**Exercise instructions**
Beginning at the line that contains "Would you be able to indicate the recessed", write out every line down to the end of the records, with both ends kept and nothing added.
***** Dataset records
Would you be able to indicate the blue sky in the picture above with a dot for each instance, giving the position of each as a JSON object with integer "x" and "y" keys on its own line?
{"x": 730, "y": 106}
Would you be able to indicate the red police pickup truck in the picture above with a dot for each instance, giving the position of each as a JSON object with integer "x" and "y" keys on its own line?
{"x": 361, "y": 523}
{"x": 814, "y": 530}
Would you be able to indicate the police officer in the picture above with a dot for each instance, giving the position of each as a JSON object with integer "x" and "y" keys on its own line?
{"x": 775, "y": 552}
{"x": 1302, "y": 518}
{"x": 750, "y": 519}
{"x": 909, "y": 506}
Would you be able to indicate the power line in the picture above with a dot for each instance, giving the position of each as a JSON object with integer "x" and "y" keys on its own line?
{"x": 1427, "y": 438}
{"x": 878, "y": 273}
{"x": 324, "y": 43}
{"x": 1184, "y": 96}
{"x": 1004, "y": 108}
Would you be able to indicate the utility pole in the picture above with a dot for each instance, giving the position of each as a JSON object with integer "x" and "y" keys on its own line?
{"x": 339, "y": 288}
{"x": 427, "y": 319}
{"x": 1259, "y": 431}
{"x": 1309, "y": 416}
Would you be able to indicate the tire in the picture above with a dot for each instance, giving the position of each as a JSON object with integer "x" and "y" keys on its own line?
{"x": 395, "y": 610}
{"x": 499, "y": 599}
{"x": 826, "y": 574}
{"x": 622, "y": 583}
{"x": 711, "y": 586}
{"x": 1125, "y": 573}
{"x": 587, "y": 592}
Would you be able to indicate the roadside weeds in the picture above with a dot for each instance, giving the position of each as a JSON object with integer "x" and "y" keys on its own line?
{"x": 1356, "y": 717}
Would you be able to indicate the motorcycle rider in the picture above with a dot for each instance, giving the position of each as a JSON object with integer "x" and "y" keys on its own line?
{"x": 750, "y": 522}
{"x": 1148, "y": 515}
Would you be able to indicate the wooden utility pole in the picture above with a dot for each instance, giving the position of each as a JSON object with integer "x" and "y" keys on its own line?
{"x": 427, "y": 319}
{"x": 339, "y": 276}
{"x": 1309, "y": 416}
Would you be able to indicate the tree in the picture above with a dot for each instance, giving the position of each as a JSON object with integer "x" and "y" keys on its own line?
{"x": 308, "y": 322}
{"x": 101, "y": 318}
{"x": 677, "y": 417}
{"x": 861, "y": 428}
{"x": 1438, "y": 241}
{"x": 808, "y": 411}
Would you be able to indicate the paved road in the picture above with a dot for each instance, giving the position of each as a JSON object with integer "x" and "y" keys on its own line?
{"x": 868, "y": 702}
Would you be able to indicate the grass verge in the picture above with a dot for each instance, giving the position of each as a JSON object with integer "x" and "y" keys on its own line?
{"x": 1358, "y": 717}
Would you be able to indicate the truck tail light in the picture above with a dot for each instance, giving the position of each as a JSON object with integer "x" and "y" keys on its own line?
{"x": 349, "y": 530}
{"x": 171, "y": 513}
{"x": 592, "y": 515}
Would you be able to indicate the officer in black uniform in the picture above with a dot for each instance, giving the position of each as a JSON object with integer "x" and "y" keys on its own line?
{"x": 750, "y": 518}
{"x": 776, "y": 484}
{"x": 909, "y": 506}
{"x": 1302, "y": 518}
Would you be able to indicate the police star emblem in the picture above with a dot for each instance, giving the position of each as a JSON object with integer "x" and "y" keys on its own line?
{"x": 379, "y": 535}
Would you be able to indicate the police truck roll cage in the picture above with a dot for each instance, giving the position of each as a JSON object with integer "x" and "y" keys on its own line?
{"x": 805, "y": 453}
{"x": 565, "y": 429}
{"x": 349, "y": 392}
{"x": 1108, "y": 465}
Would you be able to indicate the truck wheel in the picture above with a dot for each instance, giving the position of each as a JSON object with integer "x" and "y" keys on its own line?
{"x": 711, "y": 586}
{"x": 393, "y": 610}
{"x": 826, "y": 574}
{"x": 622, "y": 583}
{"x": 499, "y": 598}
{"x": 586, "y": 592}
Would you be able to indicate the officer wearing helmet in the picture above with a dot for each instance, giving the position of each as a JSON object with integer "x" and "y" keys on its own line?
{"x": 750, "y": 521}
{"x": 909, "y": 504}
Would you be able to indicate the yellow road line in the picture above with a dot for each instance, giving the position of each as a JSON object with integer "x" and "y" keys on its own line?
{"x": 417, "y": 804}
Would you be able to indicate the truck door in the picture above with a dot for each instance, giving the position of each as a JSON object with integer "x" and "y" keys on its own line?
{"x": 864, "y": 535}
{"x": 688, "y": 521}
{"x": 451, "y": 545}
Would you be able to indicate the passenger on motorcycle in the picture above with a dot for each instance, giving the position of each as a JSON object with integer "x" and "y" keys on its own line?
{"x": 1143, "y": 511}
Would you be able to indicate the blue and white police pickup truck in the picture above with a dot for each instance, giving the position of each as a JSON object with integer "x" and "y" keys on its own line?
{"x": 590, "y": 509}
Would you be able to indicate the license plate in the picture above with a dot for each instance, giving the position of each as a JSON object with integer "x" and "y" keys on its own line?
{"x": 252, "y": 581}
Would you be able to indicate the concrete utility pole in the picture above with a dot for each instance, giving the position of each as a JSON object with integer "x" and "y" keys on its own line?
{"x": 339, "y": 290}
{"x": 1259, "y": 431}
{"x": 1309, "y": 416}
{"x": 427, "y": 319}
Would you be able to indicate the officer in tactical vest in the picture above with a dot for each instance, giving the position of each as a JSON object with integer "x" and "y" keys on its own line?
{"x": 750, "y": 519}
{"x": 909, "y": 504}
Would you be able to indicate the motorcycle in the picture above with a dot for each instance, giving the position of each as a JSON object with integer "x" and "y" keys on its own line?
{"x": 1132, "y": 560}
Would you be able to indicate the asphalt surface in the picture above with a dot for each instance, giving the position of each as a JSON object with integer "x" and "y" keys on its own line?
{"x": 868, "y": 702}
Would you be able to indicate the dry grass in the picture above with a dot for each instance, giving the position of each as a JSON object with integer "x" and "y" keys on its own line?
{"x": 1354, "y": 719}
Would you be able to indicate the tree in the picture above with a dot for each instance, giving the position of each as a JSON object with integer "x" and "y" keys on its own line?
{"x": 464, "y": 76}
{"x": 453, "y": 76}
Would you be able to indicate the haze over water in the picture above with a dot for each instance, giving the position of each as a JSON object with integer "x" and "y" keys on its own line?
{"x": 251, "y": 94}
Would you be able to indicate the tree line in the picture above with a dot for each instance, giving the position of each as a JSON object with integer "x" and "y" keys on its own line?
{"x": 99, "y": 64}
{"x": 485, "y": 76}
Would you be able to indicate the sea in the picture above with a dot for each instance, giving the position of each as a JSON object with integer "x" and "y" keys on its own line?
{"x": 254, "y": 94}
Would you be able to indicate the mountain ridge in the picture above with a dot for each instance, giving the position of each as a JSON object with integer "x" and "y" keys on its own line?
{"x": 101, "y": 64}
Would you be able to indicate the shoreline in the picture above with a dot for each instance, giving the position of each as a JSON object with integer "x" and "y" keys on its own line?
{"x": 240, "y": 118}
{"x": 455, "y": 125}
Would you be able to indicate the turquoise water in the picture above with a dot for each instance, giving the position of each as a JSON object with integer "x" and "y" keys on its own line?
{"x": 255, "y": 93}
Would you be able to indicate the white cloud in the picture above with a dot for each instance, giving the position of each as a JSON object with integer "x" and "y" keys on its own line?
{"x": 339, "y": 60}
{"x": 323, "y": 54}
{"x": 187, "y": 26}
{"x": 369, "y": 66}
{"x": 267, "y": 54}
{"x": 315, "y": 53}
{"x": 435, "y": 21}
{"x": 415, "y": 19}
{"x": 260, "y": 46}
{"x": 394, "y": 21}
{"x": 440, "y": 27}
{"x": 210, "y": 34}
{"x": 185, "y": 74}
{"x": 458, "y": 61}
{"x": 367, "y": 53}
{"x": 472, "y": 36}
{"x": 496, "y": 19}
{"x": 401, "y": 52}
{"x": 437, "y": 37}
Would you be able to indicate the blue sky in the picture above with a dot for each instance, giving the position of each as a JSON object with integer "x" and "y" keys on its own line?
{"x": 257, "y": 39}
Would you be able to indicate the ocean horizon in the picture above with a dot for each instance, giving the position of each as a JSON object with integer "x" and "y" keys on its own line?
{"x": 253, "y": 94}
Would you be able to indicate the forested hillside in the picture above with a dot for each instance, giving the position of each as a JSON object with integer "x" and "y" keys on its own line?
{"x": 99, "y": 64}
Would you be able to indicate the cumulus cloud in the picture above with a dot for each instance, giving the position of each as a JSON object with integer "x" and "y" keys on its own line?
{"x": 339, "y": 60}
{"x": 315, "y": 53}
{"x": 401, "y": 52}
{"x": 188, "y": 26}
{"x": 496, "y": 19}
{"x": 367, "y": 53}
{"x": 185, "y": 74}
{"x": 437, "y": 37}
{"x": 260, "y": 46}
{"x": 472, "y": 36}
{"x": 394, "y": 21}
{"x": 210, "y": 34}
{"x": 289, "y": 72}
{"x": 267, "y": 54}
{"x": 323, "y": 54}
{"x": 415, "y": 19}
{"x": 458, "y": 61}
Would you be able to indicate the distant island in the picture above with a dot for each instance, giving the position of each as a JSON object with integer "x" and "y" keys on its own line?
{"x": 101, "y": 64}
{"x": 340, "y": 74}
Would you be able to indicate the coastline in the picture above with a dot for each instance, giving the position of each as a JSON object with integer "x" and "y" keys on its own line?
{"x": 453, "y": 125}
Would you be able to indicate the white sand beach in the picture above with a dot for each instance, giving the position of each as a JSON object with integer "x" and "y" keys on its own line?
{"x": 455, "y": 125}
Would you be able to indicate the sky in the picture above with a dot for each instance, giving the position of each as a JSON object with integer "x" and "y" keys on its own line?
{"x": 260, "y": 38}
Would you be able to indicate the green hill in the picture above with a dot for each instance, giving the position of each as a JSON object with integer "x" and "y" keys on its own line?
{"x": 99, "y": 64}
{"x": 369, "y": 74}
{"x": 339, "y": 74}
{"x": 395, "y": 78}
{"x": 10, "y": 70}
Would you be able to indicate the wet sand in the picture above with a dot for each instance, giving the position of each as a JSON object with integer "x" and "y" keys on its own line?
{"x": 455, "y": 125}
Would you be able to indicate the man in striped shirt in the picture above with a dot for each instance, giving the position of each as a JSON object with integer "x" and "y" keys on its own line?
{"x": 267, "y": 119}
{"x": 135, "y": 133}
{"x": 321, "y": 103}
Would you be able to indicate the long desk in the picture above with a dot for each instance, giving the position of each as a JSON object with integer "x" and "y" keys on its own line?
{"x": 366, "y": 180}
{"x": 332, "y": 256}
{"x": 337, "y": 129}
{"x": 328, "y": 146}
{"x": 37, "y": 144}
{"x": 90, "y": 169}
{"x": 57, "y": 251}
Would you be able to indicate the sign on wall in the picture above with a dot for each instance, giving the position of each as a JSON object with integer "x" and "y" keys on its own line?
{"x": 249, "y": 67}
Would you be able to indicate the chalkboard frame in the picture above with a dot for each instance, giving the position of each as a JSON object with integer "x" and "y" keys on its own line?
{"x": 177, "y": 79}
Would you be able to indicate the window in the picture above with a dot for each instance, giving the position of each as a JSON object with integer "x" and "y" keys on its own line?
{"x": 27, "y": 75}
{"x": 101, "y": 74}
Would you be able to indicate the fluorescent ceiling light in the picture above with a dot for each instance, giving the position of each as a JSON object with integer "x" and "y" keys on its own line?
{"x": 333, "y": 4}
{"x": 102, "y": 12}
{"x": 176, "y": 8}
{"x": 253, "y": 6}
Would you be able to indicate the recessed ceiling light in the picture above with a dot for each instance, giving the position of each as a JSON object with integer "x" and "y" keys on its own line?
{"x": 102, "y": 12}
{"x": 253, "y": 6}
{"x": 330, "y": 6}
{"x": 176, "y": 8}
**********
**Response to the task**
Would you be able to indicate the recessed ceiling light in the picture above with a dot for each instance, giving the position of each as a JSON object with integer "x" and "y" keys on its own line?
{"x": 102, "y": 12}
{"x": 253, "y": 6}
{"x": 330, "y": 6}
{"x": 176, "y": 8}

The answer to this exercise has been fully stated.